__YOUR INSTRUCTIONS__: Report every line in the records below that holds the word "jacket".

__DATA EXCERPTS__:
========================================================================
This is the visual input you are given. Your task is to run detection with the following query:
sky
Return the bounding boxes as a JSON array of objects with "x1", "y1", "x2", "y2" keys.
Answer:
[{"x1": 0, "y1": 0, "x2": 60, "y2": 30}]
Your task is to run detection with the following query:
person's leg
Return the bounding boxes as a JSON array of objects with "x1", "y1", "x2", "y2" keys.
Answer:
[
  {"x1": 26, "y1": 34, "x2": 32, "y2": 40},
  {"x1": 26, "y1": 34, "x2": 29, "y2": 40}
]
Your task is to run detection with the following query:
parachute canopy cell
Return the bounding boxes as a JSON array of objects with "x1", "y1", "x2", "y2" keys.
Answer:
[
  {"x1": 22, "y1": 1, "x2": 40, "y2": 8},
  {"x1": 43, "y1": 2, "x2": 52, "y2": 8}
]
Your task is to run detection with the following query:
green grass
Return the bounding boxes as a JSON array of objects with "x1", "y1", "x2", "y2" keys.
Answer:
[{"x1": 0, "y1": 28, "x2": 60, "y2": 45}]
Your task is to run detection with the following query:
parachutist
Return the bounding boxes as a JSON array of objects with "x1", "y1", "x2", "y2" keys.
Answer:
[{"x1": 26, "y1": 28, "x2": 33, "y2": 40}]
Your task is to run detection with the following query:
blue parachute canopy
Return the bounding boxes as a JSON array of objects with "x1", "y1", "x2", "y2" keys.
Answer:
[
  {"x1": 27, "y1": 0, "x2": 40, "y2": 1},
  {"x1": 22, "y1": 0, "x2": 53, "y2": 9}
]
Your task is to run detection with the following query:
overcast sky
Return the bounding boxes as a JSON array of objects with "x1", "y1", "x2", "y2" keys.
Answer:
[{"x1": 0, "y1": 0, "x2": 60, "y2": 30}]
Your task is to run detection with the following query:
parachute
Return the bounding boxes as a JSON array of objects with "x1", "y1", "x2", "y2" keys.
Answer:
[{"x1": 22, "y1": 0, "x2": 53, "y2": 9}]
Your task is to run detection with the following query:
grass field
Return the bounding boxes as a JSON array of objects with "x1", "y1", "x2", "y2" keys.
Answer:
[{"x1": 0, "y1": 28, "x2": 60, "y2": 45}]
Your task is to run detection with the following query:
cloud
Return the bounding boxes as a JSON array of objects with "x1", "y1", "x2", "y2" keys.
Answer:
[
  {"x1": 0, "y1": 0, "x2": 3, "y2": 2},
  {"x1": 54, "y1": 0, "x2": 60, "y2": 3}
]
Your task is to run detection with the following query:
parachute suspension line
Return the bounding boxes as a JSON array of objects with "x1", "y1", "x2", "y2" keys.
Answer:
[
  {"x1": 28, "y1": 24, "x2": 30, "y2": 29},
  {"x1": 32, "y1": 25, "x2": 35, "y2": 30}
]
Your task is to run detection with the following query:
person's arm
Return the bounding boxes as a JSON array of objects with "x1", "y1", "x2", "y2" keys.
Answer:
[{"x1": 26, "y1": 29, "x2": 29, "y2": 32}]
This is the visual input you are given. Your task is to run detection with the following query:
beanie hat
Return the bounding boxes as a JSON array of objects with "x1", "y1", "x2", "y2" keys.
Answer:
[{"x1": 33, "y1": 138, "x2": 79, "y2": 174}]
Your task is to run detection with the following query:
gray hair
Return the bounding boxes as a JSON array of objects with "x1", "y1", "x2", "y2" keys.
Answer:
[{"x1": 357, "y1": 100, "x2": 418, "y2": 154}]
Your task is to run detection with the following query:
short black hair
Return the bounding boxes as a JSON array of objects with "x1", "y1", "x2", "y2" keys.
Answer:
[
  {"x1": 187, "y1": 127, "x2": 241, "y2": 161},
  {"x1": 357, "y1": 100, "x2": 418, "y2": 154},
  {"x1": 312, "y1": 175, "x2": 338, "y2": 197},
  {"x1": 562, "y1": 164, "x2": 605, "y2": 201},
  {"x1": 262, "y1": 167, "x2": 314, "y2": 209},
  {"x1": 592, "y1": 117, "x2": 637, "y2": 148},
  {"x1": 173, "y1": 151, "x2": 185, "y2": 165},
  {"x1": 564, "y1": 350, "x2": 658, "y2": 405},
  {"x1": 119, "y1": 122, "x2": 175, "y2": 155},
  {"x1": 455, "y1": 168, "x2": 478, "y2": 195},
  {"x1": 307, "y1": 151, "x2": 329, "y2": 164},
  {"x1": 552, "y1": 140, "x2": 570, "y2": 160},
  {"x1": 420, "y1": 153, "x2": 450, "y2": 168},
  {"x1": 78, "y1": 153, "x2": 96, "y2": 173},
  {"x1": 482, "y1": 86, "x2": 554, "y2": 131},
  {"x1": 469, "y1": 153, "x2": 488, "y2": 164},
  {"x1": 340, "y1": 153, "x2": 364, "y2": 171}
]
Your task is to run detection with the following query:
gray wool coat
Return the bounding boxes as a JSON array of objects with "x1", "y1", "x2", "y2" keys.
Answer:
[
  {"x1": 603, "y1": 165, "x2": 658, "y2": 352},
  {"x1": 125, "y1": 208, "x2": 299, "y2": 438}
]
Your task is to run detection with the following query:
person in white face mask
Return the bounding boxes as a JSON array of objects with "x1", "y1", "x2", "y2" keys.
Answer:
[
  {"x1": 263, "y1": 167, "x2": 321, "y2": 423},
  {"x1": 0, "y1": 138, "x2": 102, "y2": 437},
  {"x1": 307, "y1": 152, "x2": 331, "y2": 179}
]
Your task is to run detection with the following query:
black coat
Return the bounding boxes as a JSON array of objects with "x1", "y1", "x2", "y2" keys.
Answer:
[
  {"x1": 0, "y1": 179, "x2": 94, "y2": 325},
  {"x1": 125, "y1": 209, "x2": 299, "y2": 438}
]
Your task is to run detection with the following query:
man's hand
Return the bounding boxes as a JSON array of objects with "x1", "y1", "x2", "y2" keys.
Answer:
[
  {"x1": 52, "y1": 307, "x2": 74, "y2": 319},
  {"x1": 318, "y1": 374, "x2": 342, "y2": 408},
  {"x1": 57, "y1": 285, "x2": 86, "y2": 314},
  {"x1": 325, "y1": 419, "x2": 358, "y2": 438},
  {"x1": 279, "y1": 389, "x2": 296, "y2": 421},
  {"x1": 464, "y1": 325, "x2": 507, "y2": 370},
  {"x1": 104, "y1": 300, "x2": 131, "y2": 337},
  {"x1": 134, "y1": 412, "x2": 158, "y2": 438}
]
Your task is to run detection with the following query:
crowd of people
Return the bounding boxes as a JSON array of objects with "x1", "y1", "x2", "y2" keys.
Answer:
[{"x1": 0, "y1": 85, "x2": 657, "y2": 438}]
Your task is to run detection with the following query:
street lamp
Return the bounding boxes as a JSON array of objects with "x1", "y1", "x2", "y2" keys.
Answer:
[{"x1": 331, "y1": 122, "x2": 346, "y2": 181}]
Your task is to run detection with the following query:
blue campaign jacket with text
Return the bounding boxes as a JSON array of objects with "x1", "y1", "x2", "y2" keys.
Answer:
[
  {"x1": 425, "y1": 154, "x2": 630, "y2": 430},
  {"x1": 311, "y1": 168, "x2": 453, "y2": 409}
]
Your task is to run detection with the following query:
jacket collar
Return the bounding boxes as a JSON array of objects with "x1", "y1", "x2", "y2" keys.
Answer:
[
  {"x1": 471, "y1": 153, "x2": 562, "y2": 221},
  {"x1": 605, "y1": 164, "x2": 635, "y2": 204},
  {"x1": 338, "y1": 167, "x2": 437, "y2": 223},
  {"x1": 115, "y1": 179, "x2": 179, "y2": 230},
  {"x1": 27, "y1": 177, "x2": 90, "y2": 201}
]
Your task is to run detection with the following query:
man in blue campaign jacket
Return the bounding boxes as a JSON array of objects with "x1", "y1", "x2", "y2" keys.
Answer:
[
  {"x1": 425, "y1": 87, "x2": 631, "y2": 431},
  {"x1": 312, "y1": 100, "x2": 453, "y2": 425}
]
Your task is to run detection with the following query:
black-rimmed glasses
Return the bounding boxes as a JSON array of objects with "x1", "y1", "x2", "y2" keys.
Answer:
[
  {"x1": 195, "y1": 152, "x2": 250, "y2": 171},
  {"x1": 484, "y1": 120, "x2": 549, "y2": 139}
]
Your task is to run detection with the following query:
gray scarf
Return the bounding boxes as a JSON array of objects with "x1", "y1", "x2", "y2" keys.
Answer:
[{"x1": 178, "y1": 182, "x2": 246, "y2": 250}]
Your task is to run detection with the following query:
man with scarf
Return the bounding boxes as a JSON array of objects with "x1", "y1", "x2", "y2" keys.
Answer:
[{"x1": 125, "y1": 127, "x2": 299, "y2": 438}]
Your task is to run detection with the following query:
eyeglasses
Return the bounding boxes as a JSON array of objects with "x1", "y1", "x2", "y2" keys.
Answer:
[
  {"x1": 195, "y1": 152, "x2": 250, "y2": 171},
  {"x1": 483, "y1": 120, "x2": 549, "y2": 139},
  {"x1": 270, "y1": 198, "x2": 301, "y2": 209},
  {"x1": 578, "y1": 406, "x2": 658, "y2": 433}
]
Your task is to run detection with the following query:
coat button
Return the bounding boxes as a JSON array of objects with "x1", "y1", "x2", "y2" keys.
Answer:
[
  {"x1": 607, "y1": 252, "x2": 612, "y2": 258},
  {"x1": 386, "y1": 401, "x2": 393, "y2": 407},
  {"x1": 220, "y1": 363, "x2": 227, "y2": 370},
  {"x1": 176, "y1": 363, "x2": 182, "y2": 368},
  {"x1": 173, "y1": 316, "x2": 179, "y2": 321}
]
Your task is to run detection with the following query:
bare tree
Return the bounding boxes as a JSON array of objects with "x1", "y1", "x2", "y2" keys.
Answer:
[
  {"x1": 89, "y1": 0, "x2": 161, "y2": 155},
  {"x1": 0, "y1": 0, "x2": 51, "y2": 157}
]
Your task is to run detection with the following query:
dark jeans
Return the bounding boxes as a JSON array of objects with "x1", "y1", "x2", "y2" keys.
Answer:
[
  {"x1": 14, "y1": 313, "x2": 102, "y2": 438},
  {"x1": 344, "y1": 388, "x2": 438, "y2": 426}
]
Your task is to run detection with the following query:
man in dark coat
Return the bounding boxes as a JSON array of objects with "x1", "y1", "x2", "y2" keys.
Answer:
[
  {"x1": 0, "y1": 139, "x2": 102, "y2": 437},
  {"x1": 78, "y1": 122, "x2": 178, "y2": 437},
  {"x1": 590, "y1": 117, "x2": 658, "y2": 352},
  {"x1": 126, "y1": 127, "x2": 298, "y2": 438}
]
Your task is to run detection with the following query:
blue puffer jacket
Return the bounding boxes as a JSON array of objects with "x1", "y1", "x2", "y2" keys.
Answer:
========================================================================
__RESULT FOR THIS EXERCISE__:
blue campaign jacket with text
jacket collar
man in blue campaign jacket
blue puffer jacket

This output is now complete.